*REQUIREMENT*: Copy every line of the data below word for word, leaving out the pictures.

*SUPPLIED DATA*:
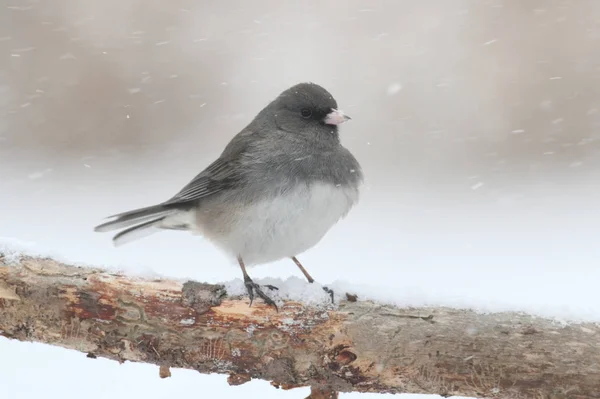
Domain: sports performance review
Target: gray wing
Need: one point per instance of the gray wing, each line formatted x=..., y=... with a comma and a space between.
x=218, y=176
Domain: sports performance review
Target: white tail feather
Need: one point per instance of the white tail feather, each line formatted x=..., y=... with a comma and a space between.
x=136, y=234
x=120, y=224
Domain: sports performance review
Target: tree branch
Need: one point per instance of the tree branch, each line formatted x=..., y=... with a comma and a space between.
x=354, y=346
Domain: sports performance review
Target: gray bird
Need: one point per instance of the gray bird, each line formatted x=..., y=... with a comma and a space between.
x=275, y=191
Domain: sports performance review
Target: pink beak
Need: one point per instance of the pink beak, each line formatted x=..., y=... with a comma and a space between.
x=336, y=117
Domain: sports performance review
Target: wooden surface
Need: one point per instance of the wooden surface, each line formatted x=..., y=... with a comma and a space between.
x=352, y=346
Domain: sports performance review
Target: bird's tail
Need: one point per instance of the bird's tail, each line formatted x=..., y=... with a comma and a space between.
x=138, y=223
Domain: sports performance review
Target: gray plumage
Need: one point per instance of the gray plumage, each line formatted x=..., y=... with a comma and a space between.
x=277, y=188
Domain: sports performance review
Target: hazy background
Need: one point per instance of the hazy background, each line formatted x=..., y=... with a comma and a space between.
x=477, y=124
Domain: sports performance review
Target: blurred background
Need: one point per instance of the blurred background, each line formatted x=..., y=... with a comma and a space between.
x=477, y=123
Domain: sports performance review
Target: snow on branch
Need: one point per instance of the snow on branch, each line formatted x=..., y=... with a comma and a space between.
x=351, y=346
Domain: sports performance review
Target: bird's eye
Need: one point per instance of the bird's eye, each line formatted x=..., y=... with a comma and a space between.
x=306, y=113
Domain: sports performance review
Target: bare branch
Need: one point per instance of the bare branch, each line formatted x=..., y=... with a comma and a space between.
x=355, y=346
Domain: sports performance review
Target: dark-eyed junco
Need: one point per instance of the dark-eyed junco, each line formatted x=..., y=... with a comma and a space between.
x=275, y=191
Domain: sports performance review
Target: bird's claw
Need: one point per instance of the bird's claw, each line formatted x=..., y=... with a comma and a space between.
x=253, y=288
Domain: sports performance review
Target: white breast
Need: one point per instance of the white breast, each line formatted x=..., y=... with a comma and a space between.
x=284, y=226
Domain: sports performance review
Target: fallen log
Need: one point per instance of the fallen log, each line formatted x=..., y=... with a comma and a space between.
x=356, y=346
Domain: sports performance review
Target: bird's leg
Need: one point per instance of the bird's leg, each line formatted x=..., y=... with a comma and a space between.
x=309, y=277
x=303, y=270
x=252, y=287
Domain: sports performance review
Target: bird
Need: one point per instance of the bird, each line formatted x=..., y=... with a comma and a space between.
x=277, y=188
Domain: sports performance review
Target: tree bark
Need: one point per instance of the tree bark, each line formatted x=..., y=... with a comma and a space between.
x=352, y=346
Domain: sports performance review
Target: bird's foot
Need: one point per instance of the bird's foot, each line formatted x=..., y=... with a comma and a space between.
x=330, y=292
x=254, y=288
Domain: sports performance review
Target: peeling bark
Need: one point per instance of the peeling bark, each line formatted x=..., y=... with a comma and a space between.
x=354, y=346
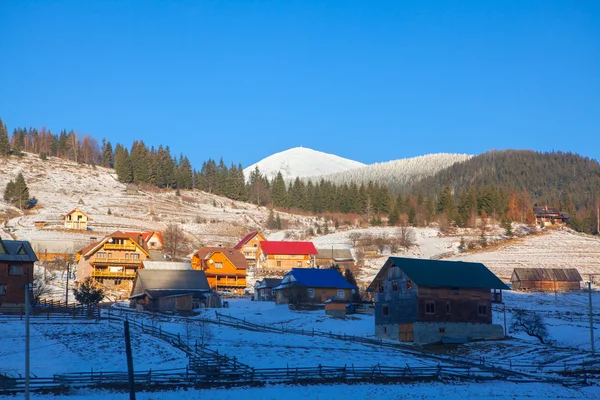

*EXERCISE OUTPUT*:
Domain: sports performance review
Target: gray wing
Need: one point per instance of the gray wing, each line formatted x=..., y=... with a comma and a space between.
x=218, y=176
Domain: sports performance review
Target: white tail feather
Need: one point per instance of the white tail feather, each line formatted x=..., y=... with a comma and a space between.
x=136, y=234
x=120, y=224
Domain: sports performance review
Target: tree branch
Need: one point per instance of the tree branch, each line formatted x=..., y=... with a comma and a space between.
x=354, y=346
Domain: sports performance review
Target: gray bird
Need: one point per instance of the gray bird, each line formatted x=..., y=... with a comma and a space between.
x=275, y=191
Domain: sports performance review
Target: pink beak
Need: one point per instance of the pink beak, each line formatted x=..., y=... with a comma and a space between.
x=336, y=117
Domain: sports performance review
Target: wooden surface
Need: one point per instance of the wooden surface, each line formatted x=..., y=... with a comma and a space between.
x=352, y=346
Domain: sports performance review
Target: bird's tail
Need: one point per instance of the bird's tail, each line formatted x=..., y=... with a comma and a space between.
x=138, y=223
Domain: sports performance review
Target: gray plumage
Need: one point per instance of the gray plumage, each line formatted x=..., y=... with a comma and a space between.
x=277, y=188
Domain: sports performance review
Target: hazy background
Need: one point per instance of the hazy background, each line formatted x=..., y=... with a comma and a space between.
x=477, y=124
Domain: sports performance review
Target: blurred background
Need: one point per instance of the blurred background, each line formatted x=..., y=... with a comma and a space between.
x=477, y=123
Domain: sports performance review
Target: snow on branch
Need: one point per instance of the snow on branch, each line formatted x=..., y=... with a comma and a space between.
x=351, y=346
Domain: sports performance review
Target: bird's eye
Need: one point per instance of the bird's eye, each line formatted x=..., y=... with a comma and a space between.
x=306, y=113
Domain: sports performance review
Target: bare branch
Need: one point per instance of the bare branch, each line formatted x=..., y=... with a comma and a space between.
x=355, y=346
Domain: sports performance review
Target: dark-eyed junco
Need: one point per instance of the dark-eyed junco, each line formatted x=..., y=... with a comma and a space between.
x=275, y=191
Domain: sports performance review
Target: bird's claw
Need: one point per instance of the bird's claw, each line formatted x=..., y=... with a comma and a space between.
x=253, y=288
Domain: sports performance review
Target: white breast
Need: one point per instance of the white breast, each line formatted x=..., y=... with a comma and a space between.
x=284, y=226
Domain: sports performance review
Target: fallen log
Need: one point per instance of the fallen log, each line formatted x=..., y=... with a comma and a space between.
x=356, y=346
Domain: sports performance review
Target: bird's leg
Need: one point per instance of the bird's leg, each line formatted x=..., y=... with a comma and a space between.
x=309, y=277
x=303, y=270
x=252, y=287
Domain: sports performance review
Target: bird
Need: one point per instance of the bird, each line formatted x=..., y=... with a comma and a space between.
x=277, y=188
Domain: sports performance review
Target: tree bark
Need: one point per instance of the tree bark, each line formatted x=..., y=... with a comma and a space between.
x=352, y=346
Domain: sports performance review
Target: bird's foot
Need: one point per instance of the bird's foot, each line formatted x=..., y=... with a comma and a space between.
x=330, y=292
x=254, y=288
Domain: sports performance review
Target: peeling bark
Need: one point per instance of the peeling bark, each line formatted x=..., y=... with a comma and a space between.
x=354, y=346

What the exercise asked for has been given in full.